### Task objective
Reproduce, word for word, the stretch of the cluster networking post from "Skip to content" through "bringing services online.".

### Text to read
Skip to content

Behind the Cloud – Network

Introduction

This third part is about networking. The cluster uses a simple L2 design: every node is connected to the same switch so that any node can reach any other directly. One node (the gateway) has two network interfaces and provides Internet access to the rest of the cluster via NAT. This keeps operations simple while I’m still bringing services online.

One network

Hardware

As shown in Part 2, all Raspberry Pi boards plug into a switch. One Raspberry Pi acts as the gateway; it uses:

  • eth0 → the cluster LAN (to the switch)
  • eth1 → a USB‑to‑Ethernet adapter that uplinks to the home router/Internet

A minimal topology diagram:

[Internet/Home Router] ←→ (eth1) Gateway Pi (eth0) ←→ [Switch] ←→ [Pi nodes]

Tip: USB Ethernet interfaces may appear as eth1, usb0 or enx<MAC> depending on the adapter/OS. Use ip link to see exact names.

DHCP (addresses) with Kea

Why DHCP? Each node needs an IP address and the ability to renew it automatically. DHCP does that. I run the Kea DHCP server on the gateway.

Deterministic addressing: To make management and DNS easier, I use reservations by MAC address so every node always gets the same IP (no guessing which host has which address). In Kea this is called a host reservation.

Practical notes

  • Keep a small dynamic pool for temporary devices, and reservations for cluster nodes.
  • Record each node’s MAC → hostname/IP in version control alongside your Ansible inventory.
  • Set sensible lease timers (e.g., hours, not days) so changes roll out quickly during setup.
DHCP configuration (kea.conf.j2)
{
"Dhcp4": {
"valid-lifetime": 7200,
"renew-timer": 600,
"rebind-timer": 1200,
"interfaces-config": {
"interfaces": [ "eth0" ]
},
"lease-database": {
"type": "memfile",
"persist": true,
"name": "/var/lib/kea/dhcp4.leases"
},
"dhcp-ddns" : {
"enable-updates" : true,
"server-ip" : "127.0.0.1",
"server-port" : 53001,
"max-queue-size" : 2048,
"ncr-protocol" : "UDP",
"ncr-format" : "JSON"

### Data excerpts
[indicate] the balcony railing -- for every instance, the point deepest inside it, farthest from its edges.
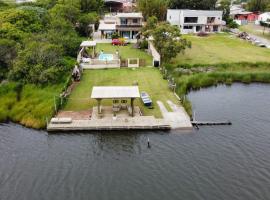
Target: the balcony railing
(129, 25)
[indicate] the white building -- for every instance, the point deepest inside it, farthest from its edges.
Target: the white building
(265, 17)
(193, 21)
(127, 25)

* * *

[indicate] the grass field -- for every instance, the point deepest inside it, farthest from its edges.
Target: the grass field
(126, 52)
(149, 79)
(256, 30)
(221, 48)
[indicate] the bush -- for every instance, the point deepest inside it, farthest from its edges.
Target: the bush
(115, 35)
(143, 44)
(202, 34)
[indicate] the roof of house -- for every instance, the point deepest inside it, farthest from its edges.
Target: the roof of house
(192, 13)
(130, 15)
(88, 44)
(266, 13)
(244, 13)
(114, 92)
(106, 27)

### Response to the task
Skip to content

Behind the Cloud – Network

Introduction

This third part is about networking. The cluster uses a simple L2 design: every node is connected to the same switch so that any node can reach any other directly. One node (the gateway) has two network interfaces and provides Internet access to the rest of the cluster via NAT. This keeps operations simple while I’m still bringing services online.